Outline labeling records

<<<<

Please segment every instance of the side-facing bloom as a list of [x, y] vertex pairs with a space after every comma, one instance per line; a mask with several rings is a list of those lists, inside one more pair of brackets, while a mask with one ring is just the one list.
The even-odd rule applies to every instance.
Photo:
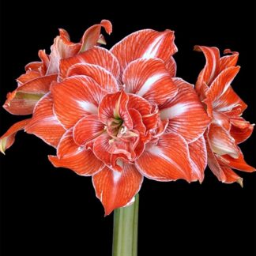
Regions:
[[[59, 29], [59, 36], [55, 39], [51, 47], [51, 54], [48, 55], [44, 51], [39, 51], [41, 61], [28, 63], [25, 66], [26, 73], [17, 79], [17, 88], [7, 94], [3, 107], [13, 115], [32, 114], [37, 102], [49, 92], [51, 83], [57, 81], [61, 59], [75, 56], [95, 45], [106, 43], [104, 36], [100, 34], [101, 28], [104, 28], [108, 34], [112, 32], [111, 23], [107, 20], [103, 20], [100, 24], [88, 28], [81, 41], [76, 43], [70, 41], [70, 36], [66, 30]], [[2, 152], [4, 152], [14, 142], [16, 133], [23, 130], [28, 120], [15, 123], [0, 137]], [[60, 130], [58, 134], [60, 134]], [[50, 141], [50, 144], [53, 145], [56, 145], [57, 143], [57, 141]]]
[[195, 88], [212, 119], [205, 133], [208, 165], [220, 181], [243, 186], [243, 179], [232, 168], [249, 172], [255, 168], [245, 162], [238, 146], [254, 129], [241, 116], [247, 104], [231, 86], [240, 69], [236, 66], [239, 54], [226, 50], [224, 53], [231, 55], [220, 58], [216, 47], [197, 46], [195, 50], [202, 51], [206, 58]]
[[173, 78], [176, 51], [173, 32], [146, 29], [111, 51], [93, 47], [60, 60], [58, 82], [25, 126], [58, 144], [49, 156], [55, 167], [92, 176], [106, 214], [129, 204], [144, 176], [201, 180], [189, 145], [209, 119], [194, 87]]

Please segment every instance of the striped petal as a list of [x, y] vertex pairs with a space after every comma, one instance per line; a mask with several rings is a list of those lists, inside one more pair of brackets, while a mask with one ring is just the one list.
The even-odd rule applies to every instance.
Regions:
[[104, 125], [97, 115], [90, 115], [79, 120], [73, 127], [73, 139], [79, 145], [94, 140], [104, 132]]
[[51, 92], [55, 114], [66, 129], [87, 115], [97, 114], [99, 104], [106, 93], [94, 80], [85, 76], [55, 83]]
[[28, 119], [14, 123], [6, 134], [0, 137], [0, 152], [2, 153], [5, 154], [5, 151], [14, 143], [16, 134], [23, 130], [30, 120]]
[[206, 134], [205, 135], [205, 139], [208, 156], [207, 164], [218, 180], [224, 183], [237, 182], [243, 186], [243, 179], [235, 174], [228, 165], [220, 161], [219, 156], [214, 154]]
[[212, 123], [208, 133], [209, 143], [213, 151], [217, 155], [229, 155], [238, 158], [239, 151], [235, 139], [223, 127]]
[[236, 144], [245, 141], [252, 134], [254, 125], [250, 124], [246, 127], [232, 126], [230, 130], [231, 136], [235, 139]]
[[177, 51], [174, 32], [144, 29], [134, 32], [115, 44], [111, 51], [118, 58], [122, 73], [135, 59], [158, 58], [164, 62]]
[[170, 76], [171, 77], [176, 77], [177, 65], [176, 65], [176, 62], [172, 56], [165, 63], [165, 68], [168, 70]]
[[108, 92], [119, 91], [119, 85], [114, 76], [105, 69], [92, 64], [74, 64], [67, 73], [67, 77], [85, 75], [95, 80], [102, 88]]
[[81, 39], [80, 52], [87, 51], [97, 44], [100, 38], [101, 28], [104, 28], [108, 35], [112, 32], [112, 24], [107, 20], [102, 20], [100, 24], [88, 28]]
[[158, 58], [139, 58], [124, 71], [122, 81], [126, 92], [137, 94], [152, 104], [160, 104], [177, 94], [177, 86]]
[[239, 156], [236, 159], [231, 157], [228, 155], [220, 156], [218, 159], [223, 164], [236, 170], [240, 170], [247, 172], [252, 172], [256, 171], [254, 168], [247, 164], [247, 162], [244, 160], [243, 155], [241, 150], [239, 150]]
[[41, 98], [36, 105], [25, 131], [35, 134], [50, 145], [57, 147], [66, 130], [53, 113], [53, 100], [50, 93]]
[[202, 183], [207, 166], [207, 150], [204, 137], [201, 136], [194, 142], [189, 144], [189, 150], [192, 165], [191, 179]]
[[123, 91], [106, 95], [99, 106], [100, 120], [107, 124], [110, 119], [120, 119], [128, 129], [132, 129], [133, 121], [127, 110], [128, 100], [129, 96]]
[[230, 66], [235, 66], [238, 61], [239, 53], [237, 51], [232, 51], [230, 49], [226, 49], [224, 53], [231, 54], [231, 55], [220, 58], [219, 72], [221, 72]]
[[135, 166], [145, 177], [158, 181], [191, 181], [191, 165], [186, 141], [175, 134], [162, 135], [157, 145], [147, 145]]
[[109, 71], [115, 77], [118, 77], [120, 67], [116, 58], [107, 50], [94, 47], [76, 56], [62, 59], [59, 63], [58, 81], [66, 77], [71, 66], [77, 63], [89, 63], [100, 66]]
[[217, 70], [219, 70], [220, 51], [216, 47], [208, 47], [204, 46], [195, 46], [194, 51], [202, 51], [205, 55], [206, 63], [203, 70], [200, 72], [197, 83], [196, 90], [200, 92], [201, 86], [203, 83], [209, 85], [216, 77]]
[[246, 107], [230, 86], [239, 69], [239, 66], [235, 66], [222, 71], [207, 91], [206, 98], [212, 102], [215, 111], [227, 112], [237, 105], [241, 105], [243, 109]]
[[49, 156], [51, 164], [56, 168], [69, 168], [80, 175], [92, 175], [104, 167], [88, 149], [78, 146], [73, 139], [72, 129], [62, 137], [57, 149], [57, 156]]
[[21, 86], [13, 92], [7, 94], [3, 107], [13, 115], [32, 114], [38, 100], [49, 92], [56, 75], [36, 78]]
[[92, 177], [96, 197], [102, 202], [105, 216], [115, 209], [126, 206], [138, 193], [142, 175], [134, 165], [123, 163], [122, 172], [104, 168]]
[[193, 86], [180, 78], [173, 81], [178, 94], [160, 106], [161, 119], [169, 119], [167, 131], [178, 133], [192, 142], [204, 133], [210, 120]]

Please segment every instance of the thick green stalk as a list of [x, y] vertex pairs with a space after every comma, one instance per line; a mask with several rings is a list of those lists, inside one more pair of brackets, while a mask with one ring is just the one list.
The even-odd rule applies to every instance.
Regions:
[[114, 212], [112, 256], [137, 256], [139, 196], [128, 207]]

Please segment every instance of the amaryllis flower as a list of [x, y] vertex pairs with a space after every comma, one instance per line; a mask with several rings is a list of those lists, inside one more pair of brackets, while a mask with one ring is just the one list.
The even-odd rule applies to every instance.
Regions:
[[226, 50], [224, 53], [231, 55], [220, 58], [216, 47], [197, 46], [195, 50], [201, 51], [206, 58], [196, 90], [212, 118], [205, 133], [208, 165], [220, 181], [238, 182], [243, 186], [243, 179], [232, 168], [249, 172], [255, 168], [245, 162], [238, 146], [250, 136], [254, 128], [242, 118], [247, 106], [231, 86], [240, 68], [236, 66], [239, 54]]
[[58, 82], [25, 126], [58, 144], [55, 167], [92, 176], [106, 214], [128, 205], [144, 176], [201, 180], [189, 144], [209, 119], [194, 87], [172, 77], [176, 51], [173, 32], [149, 29], [60, 60]]
[[[3, 107], [13, 115], [32, 114], [39, 100], [49, 92], [51, 83], [57, 81], [61, 59], [75, 56], [95, 45], [106, 43], [103, 35], [100, 34], [101, 28], [104, 28], [108, 34], [112, 32], [111, 23], [107, 20], [103, 20], [100, 24], [88, 28], [81, 42], [77, 43], [70, 41], [66, 30], [59, 29], [59, 36], [54, 40], [51, 54], [48, 55], [44, 51], [40, 50], [39, 57], [41, 62], [31, 62], [25, 66], [26, 73], [17, 78], [17, 88], [7, 94]], [[1, 152], [4, 152], [14, 142], [16, 133], [23, 130], [28, 120], [14, 124], [0, 137]], [[44, 126], [47, 126], [47, 123]], [[58, 129], [58, 134], [60, 134], [61, 130], [62, 130]], [[51, 140], [49, 144], [57, 145], [57, 142]]]

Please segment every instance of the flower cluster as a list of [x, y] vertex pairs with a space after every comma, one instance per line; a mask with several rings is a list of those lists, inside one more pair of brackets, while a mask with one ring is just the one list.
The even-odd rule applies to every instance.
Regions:
[[60, 29], [51, 54], [26, 66], [4, 107], [32, 115], [1, 137], [2, 152], [20, 130], [40, 137], [57, 149], [54, 166], [92, 176], [107, 215], [132, 202], [144, 177], [201, 183], [208, 163], [220, 181], [241, 183], [232, 168], [255, 171], [237, 145], [253, 125], [231, 86], [236, 52], [196, 47], [206, 64], [194, 87], [175, 77], [172, 31], [141, 30], [108, 51], [101, 28], [111, 32], [104, 20], [77, 43]]

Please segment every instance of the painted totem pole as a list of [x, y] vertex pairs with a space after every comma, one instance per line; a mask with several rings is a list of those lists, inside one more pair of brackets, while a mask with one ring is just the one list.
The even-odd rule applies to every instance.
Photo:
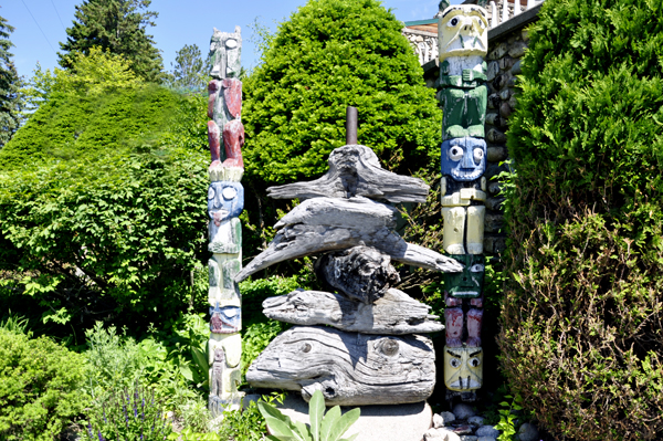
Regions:
[[440, 2], [438, 24], [442, 122], [443, 248], [465, 265], [444, 275], [446, 345], [444, 384], [448, 399], [476, 399], [483, 384], [483, 234], [486, 200], [487, 105], [486, 63], [488, 21], [474, 4]]
[[242, 270], [242, 225], [238, 217], [244, 208], [242, 146], [244, 126], [240, 27], [234, 33], [214, 29], [210, 53], [213, 66], [208, 85], [208, 139], [212, 162], [209, 168], [209, 260], [210, 271], [210, 364], [209, 408], [213, 417], [241, 405], [240, 359], [242, 358], [241, 295], [235, 275]]

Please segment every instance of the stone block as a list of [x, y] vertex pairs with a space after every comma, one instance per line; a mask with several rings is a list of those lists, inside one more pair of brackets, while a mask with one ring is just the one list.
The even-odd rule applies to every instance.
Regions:
[[504, 202], [504, 198], [488, 198], [486, 199], [486, 209], [498, 211], [502, 209], [502, 202]]
[[499, 162], [505, 160], [507, 157], [506, 147], [504, 146], [491, 146], [487, 148], [486, 159], [488, 162]]
[[519, 59], [520, 56], [525, 55], [526, 50], [527, 44], [524, 41], [518, 41], [509, 48], [508, 54], [514, 59]]

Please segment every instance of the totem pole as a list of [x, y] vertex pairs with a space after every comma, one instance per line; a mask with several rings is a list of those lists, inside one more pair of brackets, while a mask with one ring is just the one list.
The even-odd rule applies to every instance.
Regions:
[[442, 120], [443, 248], [462, 262], [462, 273], [445, 274], [446, 346], [444, 384], [448, 399], [474, 401], [483, 384], [483, 235], [486, 200], [488, 21], [474, 4], [440, 2], [438, 24]]
[[234, 33], [214, 29], [210, 44], [212, 81], [208, 85], [208, 139], [212, 162], [208, 191], [210, 271], [210, 364], [209, 408], [213, 417], [236, 409], [242, 393], [240, 359], [242, 358], [241, 295], [235, 275], [242, 270], [242, 225], [238, 217], [244, 208], [242, 146], [244, 126], [240, 27]]

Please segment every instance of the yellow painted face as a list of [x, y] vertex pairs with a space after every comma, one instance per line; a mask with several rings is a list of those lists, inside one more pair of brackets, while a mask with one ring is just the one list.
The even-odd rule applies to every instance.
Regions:
[[474, 4], [446, 8], [438, 23], [438, 36], [440, 61], [450, 56], [485, 56], [488, 51], [486, 11]]
[[483, 385], [482, 348], [444, 346], [444, 385], [457, 391], [480, 389]]

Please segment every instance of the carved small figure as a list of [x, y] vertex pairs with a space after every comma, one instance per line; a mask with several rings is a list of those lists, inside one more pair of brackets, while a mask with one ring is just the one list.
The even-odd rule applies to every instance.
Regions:
[[451, 255], [461, 262], [464, 267], [461, 273], [445, 273], [444, 288], [452, 297], [473, 298], [480, 297], [483, 292], [485, 258], [476, 254]]
[[315, 264], [318, 274], [349, 298], [369, 304], [382, 297], [400, 277], [389, 255], [370, 246], [327, 253]]
[[483, 385], [483, 349], [445, 346], [444, 385], [456, 391], [480, 389]]
[[440, 61], [449, 56], [485, 56], [488, 51], [488, 18], [483, 8], [455, 4], [446, 8], [438, 24]]
[[210, 330], [214, 334], [239, 333], [242, 327], [242, 309], [238, 306], [210, 306]]

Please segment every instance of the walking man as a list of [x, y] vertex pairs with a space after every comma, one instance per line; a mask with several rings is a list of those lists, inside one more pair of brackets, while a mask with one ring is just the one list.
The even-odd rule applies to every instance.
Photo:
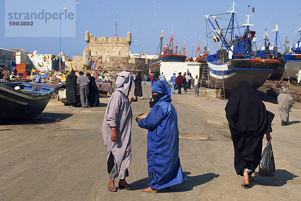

>>>>

▸ WHAT THE EXERCISE ASKS
Rescale the material starting at the line containing "Please segment every instance of the totem" and ending at the line containing "126], [240, 27]]", writing out every line of that span in full. Multiply each x and y coordinate in the outlines by 0.85 and round it to a whole number, with halves rounded up.

▸ THE SOLUTION
Please segment every instance of the totem pole as a list of [x, y] vertex pairs with a space after every comma, one instance per line; a mask with several rings is a list of those lists, inside one more pair of brackets, while a mask with one ring is just the one list.
The even-odd rule applies to every instance.
Regions:
[[376, 102], [377, 211], [393, 223], [393, 232], [378, 233], [379, 294], [377, 326], [381, 339], [403, 341], [411, 326], [411, 200], [413, 170], [415, 18], [403, 3], [374, 2], [372, 20]]
[[199, 28], [182, 25], [179, 37], [180, 69], [177, 72], [177, 118], [180, 138], [177, 162], [179, 230], [179, 309], [178, 347], [181, 354], [201, 348], [206, 334], [204, 305], [206, 304], [205, 251], [200, 234], [206, 230], [206, 191], [202, 184], [207, 177], [206, 124], [207, 107], [204, 23]]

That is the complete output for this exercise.